REQUIREMENT -
Can you recast the lines below, from the first one through the line with "x=330 y=240", both included, as a numbered list with any blank lines dropped and no other lines added?

═══

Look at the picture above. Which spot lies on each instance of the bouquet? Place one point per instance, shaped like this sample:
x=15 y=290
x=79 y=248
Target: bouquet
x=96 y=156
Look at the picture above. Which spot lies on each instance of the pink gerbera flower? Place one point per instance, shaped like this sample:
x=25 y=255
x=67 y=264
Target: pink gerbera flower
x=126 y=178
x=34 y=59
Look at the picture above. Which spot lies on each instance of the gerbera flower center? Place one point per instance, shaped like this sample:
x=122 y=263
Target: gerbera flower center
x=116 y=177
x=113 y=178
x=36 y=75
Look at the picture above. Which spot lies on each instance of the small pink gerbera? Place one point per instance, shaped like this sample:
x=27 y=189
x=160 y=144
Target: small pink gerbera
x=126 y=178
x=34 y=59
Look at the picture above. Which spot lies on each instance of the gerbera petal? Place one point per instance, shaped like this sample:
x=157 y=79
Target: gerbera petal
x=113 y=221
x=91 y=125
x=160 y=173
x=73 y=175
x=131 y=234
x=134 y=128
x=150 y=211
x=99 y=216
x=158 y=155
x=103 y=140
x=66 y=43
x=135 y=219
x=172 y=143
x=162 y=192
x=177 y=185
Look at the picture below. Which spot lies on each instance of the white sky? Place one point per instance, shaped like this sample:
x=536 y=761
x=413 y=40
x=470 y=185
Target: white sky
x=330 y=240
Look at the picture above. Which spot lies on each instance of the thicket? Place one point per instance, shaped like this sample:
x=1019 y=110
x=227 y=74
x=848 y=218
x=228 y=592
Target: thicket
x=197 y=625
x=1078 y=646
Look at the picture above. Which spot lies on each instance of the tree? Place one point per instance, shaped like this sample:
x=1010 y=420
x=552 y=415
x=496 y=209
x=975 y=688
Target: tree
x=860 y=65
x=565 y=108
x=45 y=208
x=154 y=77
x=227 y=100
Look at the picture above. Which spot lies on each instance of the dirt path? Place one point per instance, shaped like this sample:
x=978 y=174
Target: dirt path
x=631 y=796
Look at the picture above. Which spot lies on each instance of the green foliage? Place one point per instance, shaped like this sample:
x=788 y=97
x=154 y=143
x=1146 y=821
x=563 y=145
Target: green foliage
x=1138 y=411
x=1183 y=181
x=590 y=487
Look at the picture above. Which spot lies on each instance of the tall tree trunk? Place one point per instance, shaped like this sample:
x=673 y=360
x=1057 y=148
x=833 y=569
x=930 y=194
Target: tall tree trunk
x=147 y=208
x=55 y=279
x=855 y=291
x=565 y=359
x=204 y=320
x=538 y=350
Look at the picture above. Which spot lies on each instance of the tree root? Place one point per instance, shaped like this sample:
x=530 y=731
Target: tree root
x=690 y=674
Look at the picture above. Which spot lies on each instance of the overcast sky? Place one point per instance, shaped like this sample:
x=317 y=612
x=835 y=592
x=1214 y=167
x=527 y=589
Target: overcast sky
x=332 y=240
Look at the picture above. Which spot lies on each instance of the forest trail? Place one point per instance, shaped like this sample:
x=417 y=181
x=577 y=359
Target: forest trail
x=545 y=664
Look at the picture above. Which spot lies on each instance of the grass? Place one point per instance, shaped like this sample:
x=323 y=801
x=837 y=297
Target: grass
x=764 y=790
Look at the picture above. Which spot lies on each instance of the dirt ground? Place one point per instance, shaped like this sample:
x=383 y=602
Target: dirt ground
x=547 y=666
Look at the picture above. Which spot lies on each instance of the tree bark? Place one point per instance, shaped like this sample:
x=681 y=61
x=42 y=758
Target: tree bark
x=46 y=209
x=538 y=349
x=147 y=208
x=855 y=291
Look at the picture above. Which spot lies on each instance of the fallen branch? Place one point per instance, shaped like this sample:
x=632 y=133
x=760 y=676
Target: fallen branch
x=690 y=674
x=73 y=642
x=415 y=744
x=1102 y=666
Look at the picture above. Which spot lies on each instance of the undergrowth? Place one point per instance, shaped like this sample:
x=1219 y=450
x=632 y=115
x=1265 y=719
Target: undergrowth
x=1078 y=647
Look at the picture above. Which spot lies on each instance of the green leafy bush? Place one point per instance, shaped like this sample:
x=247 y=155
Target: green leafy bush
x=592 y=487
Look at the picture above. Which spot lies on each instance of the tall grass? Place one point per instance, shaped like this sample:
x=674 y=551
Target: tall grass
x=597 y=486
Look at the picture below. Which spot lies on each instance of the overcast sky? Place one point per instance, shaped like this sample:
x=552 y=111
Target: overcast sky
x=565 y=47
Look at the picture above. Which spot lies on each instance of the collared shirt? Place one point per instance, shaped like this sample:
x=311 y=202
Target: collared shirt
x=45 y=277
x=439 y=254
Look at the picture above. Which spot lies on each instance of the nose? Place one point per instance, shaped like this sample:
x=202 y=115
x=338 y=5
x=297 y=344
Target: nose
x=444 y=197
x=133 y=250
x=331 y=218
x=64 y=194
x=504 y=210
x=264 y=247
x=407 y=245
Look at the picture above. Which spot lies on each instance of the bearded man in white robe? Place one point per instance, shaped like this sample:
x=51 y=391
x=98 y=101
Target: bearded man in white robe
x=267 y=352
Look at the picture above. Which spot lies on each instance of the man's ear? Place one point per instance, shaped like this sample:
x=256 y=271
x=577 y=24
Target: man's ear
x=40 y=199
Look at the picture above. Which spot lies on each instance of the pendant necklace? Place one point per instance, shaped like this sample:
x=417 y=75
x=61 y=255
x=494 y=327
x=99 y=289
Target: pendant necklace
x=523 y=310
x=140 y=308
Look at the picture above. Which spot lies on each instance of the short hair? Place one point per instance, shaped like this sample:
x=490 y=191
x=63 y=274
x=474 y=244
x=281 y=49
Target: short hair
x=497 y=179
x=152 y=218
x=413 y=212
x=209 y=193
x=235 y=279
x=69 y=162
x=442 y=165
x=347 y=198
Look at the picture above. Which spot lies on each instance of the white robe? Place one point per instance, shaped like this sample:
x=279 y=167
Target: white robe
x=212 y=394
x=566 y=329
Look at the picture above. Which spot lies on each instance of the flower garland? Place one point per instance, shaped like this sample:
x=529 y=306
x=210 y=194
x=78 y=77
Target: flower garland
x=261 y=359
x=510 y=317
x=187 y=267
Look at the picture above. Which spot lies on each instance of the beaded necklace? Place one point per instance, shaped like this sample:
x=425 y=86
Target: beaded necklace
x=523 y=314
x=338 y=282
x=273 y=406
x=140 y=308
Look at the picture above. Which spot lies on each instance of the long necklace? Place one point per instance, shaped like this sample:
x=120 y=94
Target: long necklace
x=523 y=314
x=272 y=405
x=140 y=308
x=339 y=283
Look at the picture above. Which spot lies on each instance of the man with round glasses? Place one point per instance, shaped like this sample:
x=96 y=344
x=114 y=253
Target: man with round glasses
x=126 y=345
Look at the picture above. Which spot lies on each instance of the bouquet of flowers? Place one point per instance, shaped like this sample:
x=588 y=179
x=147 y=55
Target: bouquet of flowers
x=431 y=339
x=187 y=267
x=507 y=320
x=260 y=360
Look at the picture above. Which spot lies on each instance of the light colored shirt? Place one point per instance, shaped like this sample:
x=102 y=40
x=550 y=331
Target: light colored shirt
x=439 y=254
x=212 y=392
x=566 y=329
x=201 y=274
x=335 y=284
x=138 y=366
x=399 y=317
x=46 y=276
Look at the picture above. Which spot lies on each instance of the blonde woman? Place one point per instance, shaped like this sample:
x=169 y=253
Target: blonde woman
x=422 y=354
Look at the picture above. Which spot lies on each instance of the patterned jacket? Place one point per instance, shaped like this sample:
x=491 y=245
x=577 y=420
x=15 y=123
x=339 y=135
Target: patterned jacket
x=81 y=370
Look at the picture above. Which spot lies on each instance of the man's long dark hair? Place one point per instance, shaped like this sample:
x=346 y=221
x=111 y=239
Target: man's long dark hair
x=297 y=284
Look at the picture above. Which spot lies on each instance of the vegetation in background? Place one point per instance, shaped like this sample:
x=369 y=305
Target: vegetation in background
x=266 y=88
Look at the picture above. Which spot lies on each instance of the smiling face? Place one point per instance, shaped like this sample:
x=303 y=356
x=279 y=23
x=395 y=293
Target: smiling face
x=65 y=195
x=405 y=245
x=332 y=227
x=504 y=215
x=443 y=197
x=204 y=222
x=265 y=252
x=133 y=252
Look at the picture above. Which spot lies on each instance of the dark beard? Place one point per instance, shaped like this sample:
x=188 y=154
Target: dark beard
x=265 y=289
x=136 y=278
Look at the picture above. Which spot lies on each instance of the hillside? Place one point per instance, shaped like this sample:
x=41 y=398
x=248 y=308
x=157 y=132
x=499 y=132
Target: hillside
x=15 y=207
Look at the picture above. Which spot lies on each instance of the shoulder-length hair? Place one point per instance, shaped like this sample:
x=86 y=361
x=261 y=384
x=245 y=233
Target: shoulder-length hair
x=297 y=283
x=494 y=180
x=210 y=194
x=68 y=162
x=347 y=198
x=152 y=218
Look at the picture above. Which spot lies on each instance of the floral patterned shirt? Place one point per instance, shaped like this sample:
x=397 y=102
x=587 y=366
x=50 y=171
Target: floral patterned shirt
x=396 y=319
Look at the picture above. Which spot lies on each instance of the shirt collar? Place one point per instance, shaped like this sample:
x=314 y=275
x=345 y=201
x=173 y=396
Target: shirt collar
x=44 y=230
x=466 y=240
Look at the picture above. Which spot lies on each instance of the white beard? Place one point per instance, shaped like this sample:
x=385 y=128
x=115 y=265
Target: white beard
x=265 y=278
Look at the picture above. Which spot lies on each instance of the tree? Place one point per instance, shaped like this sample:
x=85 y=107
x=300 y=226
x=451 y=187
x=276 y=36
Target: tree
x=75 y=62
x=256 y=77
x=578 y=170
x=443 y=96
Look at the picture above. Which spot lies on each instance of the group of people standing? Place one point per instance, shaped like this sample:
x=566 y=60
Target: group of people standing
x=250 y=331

═══

OUTPUT FOR THIS TASK -
1. Look at the picture above. Which spot lies on each instance of the bouquet? Place one point per instance, shaped like this sample:
2. x=15 y=290
3. x=79 y=248
4. Target: bouquet
5. x=96 y=156
6. Look at the picture above. Which spot lies on each instance of the pink gerbera flower? Place one point per instance, shaped like this sample:
7. x=25 y=255
8. x=67 y=264
9. Target: pink gerbera flower
10. x=126 y=178
11. x=34 y=59
12. Look at the picture above. Which spot lies on each instance of the gerbera flower center? Place one point per instance, shaped like this sample:
13. x=122 y=263
14. Target: gerbera flower center
15. x=116 y=177
16. x=113 y=178
17. x=36 y=75
18. Look at the picture above. Which spot lies on each instance of the small pink gerbera? Place one point per instance, shaped like this sample:
19. x=27 y=189
20. x=160 y=144
21. Target: small pink gerbera
22. x=126 y=178
23. x=34 y=59
24. Look at the picture above. Which spot lies on each instance of the gerbera petal? Place one point per instance, shaped like this sample:
25. x=157 y=79
26. Target: gerbera petal
27. x=113 y=221
28. x=91 y=125
29. x=160 y=173
30. x=73 y=175
31. x=131 y=234
32. x=134 y=128
33. x=150 y=211
34. x=99 y=216
35. x=158 y=155
36. x=103 y=140
37. x=66 y=43
38. x=135 y=219
39. x=172 y=143
40. x=162 y=192
41. x=177 y=185
42. Look at the picture below. Which spot lies on each instance of the white sky? Place one point per instance, shaped like this sample:
43. x=536 y=761
44. x=413 y=40
45. x=470 y=185
46. Target: white sky
47. x=330 y=240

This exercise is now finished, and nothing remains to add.